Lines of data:
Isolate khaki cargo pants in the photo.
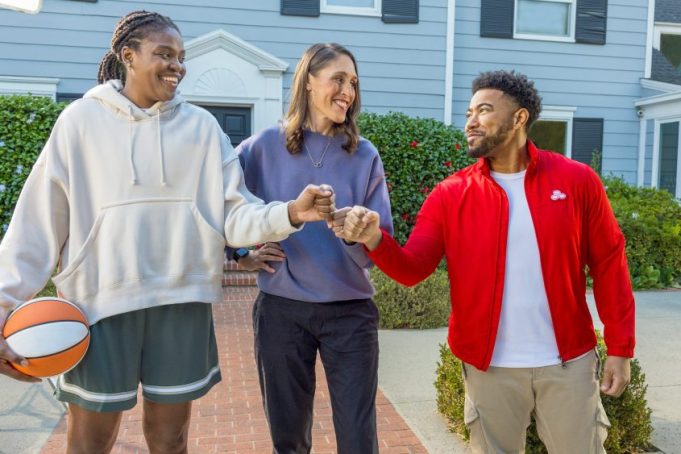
[463,352,610,454]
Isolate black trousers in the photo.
[253,292,378,454]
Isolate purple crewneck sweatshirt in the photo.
[236,126,393,303]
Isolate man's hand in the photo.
[332,205,383,251]
[0,313,41,382]
[288,184,336,225]
[601,356,631,397]
[237,243,286,273]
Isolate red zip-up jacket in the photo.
[369,140,635,370]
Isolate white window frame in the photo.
[0,76,59,101]
[319,0,382,17]
[537,106,577,159]
[513,0,577,43]
[653,22,681,50]
[650,117,681,199]
[646,22,681,77]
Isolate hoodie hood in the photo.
[83,80,184,186]
[83,80,184,121]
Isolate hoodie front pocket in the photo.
[54,199,225,300]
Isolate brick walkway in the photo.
[42,287,427,454]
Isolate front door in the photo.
[206,106,251,147]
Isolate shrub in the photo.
[371,268,450,329]
[603,177,681,289]
[358,113,474,244]
[0,96,65,237]
[435,333,652,454]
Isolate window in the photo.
[528,106,575,158]
[660,33,681,74]
[320,0,381,16]
[529,120,568,155]
[514,0,576,41]
[657,121,681,197]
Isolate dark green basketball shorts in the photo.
[55,303,221,412]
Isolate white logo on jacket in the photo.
[551,189,567,202]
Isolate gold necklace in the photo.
[303,137,331,169]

**WHAT IS NEEDED**: State how many lines in the items above contain the word "front". Reply with the number alone.

**SOLUTION FOR THIS TASK**: 2